Excerpt to read:
Tbh buddy. It seems the battery replacement that caused the problem.. the battery has failed.. Causing possible surge detection to occur... and basically the chip as gone due to it forcing constant boot loops until the point the chips given up... some batteries arent upto safe standards and phone will just reject them Good thing is whole main boards for them phones are dirt cheap... even most of the parts. order new battery and main board and you have it fixed up :)
You can TRY owen reflow. Ok, it is a two layer. Still, have a look on the web, there are "controllers" that "convert" a grill owen into sort of reflow owen, controlling temperature to follow different profiles (recipes). Ok, it a bit gettho, but who is getting a 5 zone reflow owen at home ?????-
I had a dropped iPhone that was boot looping I removed bag chip cleaned the board and gently with some solder went over the balls on the chip and then just put it back on nothing to loose as the phone is broken anyway in my case it worked fine and I am still using the phone now
I had the same problem with my HTC M7, and the only way to boot was to freez it ant it works for a while... the same with a Samsung Note 4 the only ways to start the Phone is put it in a freezer for a while, but than it work as long you do not shut it down..
iSheep go bleah in another place 😜 This is a very decent Vodafone operator device (didn't watch yet and dunno who the OEM is, probably no1 knows). QHD screen, Snap 652 (still alive and current imo), u name it.
the apple crowd is getting left behind. No 5g announced, all phones have 3 gigabytes of ram or less, lackluster processors. If it wasn't so strictly sandboxed they would realize that its just a midgrade phone.
Hi Vince I searched on Ebay for the motherboard(mainboard) for your phone didn't find anything but good news is the screen of the phone cost a lot of money like 100+ dollars you can try sell it.
People that bought this phone should have sued Vodaphone. These devices have a bootloop issue and because of its exclusivity it's impossible to find parts to repair it.
It's made by ZTE or Alcatel I believe so I don't see why you would sue Vodafone. They still have a warranty on them but didn't repair this because it was damaged.
I have had the same issue with my Galaxy s6 without dropping it and they Said its not repairable... maybe it was but it might Cost to much... so they changed the phone.
Two years ago my lg g4 suffered the infamous bootloop and i fix it replacing the entire motherboard, i found it non aliexpress at 70€ (i don't know the exact exchange in gpb sorry)
No expert but the fact it booted up and displayed the Android logo makers me think the chips were fine ,I would possibly put the blame one the power button brewing stuck on hence it coming on and going off that said I could' be completely wrong ,I would say they searching eBay or AliExpress for a replacement main board might be a cost effective way of repair of you can find one. Still it's all learning I made a mistake changing a laser on an lg dvd player i believe u only should of undone one of the rails the laser is fitted to one I believe had the laser alignment on and should be left only way now it's too by amech with laser but at £ 13 it's not worth it still it came with 5 speakers and a sub and was free as it was something someone threw away ,I made the same mistake twice messed the laser alignment up on a sharp ghetto blaster still I know now it's all a learning process
What typically happens is a pin or more is disconnected around either the cpu or memory, this causes corruption of the software, when the phone tries to recover it keeps failing due to the software errors, each time it boot loops while the device has dry joints, the software will continue to create more corruption, There is also other things like the inductor for one of the v_core power rails, maybe for memory
Hi Vince, The solder appearing from underneath the big chip is a phenomenon known as popcorning. In addition to solder, manufacturers add a glue like component called underfill, it is the excess of this that you can see around the edge of the chip. When the chip is heated, the solder underneath it expands (like most metals when heated) or least it would if it wasn't constrained by the underfill. Eventually the pressure created by the expanding solder overcomes the underfill and the solder escapes like steam.

Task description:
Translate this sentence from the comments on a phone bootloop repair into Spanish: "Eventually the pressure created by the expanding solder overcomes the underfill and the solder escapes like steam."

Provided material:
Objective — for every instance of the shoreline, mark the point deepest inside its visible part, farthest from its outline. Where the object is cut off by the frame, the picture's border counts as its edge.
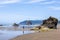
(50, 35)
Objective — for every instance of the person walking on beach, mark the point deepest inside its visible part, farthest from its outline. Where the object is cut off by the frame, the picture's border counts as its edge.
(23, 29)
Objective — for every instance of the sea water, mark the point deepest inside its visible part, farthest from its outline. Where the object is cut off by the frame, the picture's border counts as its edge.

--

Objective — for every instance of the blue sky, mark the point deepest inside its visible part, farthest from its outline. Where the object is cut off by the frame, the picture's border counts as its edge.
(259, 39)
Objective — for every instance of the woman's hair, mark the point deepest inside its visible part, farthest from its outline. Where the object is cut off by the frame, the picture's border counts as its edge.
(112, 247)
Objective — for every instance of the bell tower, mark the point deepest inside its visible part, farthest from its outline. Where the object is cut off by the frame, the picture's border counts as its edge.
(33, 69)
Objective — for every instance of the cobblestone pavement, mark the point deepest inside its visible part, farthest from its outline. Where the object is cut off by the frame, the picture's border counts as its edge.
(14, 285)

==

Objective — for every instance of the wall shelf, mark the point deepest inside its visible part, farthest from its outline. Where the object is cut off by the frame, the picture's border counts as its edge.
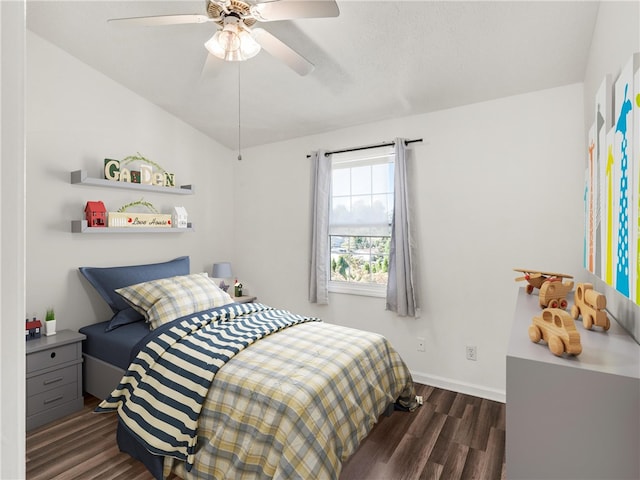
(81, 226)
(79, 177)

Complete response:
Finalmente, la presión generada por la soldadura en expansión supera al relleno inferior y la soldadura escapa como vapor.